(Entries taken from a collection)
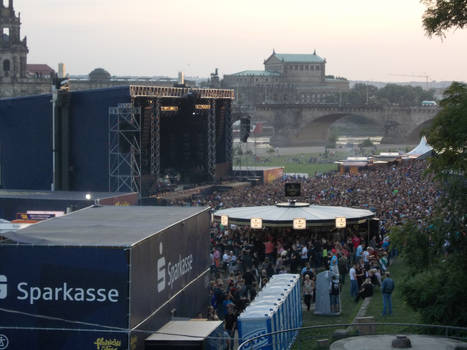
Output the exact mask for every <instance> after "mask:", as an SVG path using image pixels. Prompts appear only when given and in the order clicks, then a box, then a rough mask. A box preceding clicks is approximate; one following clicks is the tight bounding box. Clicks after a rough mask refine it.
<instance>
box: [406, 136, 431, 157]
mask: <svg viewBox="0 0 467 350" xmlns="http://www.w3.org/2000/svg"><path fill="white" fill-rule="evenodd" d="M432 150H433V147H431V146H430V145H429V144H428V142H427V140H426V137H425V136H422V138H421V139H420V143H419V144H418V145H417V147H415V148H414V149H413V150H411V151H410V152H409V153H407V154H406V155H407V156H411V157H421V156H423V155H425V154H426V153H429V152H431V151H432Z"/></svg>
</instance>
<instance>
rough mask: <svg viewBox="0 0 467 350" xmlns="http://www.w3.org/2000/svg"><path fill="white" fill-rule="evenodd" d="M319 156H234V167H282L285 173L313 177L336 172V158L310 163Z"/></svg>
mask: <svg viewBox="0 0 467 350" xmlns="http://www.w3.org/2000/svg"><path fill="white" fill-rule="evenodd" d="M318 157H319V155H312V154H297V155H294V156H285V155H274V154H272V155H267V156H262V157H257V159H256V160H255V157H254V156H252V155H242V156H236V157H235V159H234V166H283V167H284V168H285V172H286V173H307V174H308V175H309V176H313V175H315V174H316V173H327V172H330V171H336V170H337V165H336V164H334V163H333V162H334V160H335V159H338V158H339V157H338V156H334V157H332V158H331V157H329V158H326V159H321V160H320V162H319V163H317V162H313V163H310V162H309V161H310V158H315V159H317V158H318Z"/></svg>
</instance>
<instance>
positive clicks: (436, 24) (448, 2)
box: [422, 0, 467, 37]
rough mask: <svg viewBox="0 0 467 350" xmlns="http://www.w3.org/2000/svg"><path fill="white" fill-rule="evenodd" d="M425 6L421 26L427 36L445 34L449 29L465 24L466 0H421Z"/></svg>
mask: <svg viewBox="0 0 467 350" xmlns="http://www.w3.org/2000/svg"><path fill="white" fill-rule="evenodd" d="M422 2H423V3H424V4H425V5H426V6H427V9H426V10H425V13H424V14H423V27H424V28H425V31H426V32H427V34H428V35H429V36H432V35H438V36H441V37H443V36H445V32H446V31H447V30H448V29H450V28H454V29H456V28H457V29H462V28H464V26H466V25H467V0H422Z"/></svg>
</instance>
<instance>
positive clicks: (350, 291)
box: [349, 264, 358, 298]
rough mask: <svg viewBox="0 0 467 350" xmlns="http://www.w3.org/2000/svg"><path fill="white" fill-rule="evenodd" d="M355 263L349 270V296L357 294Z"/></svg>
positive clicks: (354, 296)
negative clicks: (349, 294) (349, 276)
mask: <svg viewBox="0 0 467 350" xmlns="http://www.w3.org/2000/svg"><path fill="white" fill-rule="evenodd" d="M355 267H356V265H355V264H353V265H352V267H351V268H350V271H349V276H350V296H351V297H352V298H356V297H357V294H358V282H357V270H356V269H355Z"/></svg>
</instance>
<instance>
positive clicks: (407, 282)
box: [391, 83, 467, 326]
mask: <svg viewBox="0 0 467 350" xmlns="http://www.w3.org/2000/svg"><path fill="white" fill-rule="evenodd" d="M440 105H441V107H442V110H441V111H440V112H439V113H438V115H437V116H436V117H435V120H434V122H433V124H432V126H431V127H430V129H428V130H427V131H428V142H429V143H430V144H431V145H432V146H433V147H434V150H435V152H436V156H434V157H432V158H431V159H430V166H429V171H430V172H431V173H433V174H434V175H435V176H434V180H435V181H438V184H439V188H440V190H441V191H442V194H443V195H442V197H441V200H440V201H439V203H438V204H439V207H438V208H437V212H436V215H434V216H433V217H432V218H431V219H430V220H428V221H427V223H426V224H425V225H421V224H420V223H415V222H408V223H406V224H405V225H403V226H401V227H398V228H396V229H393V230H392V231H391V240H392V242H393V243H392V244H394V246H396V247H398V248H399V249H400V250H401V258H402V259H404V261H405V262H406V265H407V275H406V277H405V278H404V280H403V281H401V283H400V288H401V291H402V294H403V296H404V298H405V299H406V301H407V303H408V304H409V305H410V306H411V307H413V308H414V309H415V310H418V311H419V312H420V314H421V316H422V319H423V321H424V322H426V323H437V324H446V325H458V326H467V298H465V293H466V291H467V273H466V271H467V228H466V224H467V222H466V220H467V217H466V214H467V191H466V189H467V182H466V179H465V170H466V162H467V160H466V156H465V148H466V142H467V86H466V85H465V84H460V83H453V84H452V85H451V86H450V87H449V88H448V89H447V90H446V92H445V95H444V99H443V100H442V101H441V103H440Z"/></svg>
* * *
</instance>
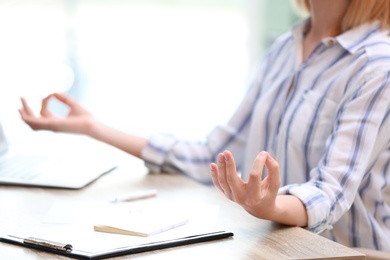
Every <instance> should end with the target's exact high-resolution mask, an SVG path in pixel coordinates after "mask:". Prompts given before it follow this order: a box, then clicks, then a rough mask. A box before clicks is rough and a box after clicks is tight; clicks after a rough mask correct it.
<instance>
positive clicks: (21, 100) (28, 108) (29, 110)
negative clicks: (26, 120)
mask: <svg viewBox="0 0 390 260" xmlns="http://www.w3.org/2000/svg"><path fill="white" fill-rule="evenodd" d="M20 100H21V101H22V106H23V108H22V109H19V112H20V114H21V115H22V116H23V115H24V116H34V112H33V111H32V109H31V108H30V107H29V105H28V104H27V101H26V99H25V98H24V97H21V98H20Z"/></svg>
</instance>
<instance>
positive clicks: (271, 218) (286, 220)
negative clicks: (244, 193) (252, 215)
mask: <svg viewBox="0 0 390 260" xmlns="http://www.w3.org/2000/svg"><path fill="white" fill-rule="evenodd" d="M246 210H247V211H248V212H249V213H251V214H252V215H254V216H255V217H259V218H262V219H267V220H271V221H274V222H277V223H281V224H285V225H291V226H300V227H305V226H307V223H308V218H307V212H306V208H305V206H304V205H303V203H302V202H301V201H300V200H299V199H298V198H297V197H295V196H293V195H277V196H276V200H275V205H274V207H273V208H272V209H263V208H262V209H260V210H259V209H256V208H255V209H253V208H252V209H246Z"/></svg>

• [Work required]: Copy out word for word everything from the line with "Output the exact" to the line with "box: [422, 0, 467, 37]", including both of those lines.

• [Response]:
Output the exact mask for every <instance> after "mask:", as an SVG path using image pixels. Prompts appear only when given and in the order clicks, then a box, then a rough mask. A box preceding clicks is approximate; one following clicks is the tight bounding box. Clicks after a rough mask refine it.
<instance>
box: [406, 136, 431, 157]
mask: <svg viewBox="0 0 467 350" xmlns="http://www.w3.org/2000/svg"><path fill="white" fill-rule="evenodd" d="M432 150H433V147H431V146H430V145H429V144H428V142H427V140H426V137H425V136H422V138H421V139H420V143H419V144H418V145H417V147H415V148H414V149H413V150H411V151H410V152H409V153H407V154H406V155H407V156H411V157H421V156H423V155H425V154H426V153H429V152H431V151H432Z"/></svg>
</instance>
<instance>
rough mask: <svg viewBox="0 0 467 350" xmlns="http://www.w3.org/2000/svg"><path fill="white" fill-rule="evenodd" d="M319 156H234V167H282L285 173L313 177L336 172V158L310 163Z"/></svg>
mask: <svg viewBox="0 0 467 350" xmlns="http://www.w3.org/2000/svg"><path fill="white" fill-rule="evenodd" d="M318 157H319V155H312V154H297V155H294V156H285V155H274V154H272V155H267V156H262V157H257V159H256V160H255V157H254V156H252V155H242V156H236V157H235V159H234V166H283V167H284V168H285V172H286V173H307V174H308V175H309V176H313V175H315V174H316V173H327V172H330V171H336V170H337V165H336V164H334V163H333V162H334V160H335V159H338V158H339V157H338V156H334V157H332V158H331V157H329V158H326V159H321V160H320V162H319V163H317V162H313V163H310V162H309V161H310V158H315V159H317V158H318Z"/></svg>
</instance>
<instance>
positive clicks: (436, 24) (448, 2)
box: [422, 0, 467, 37]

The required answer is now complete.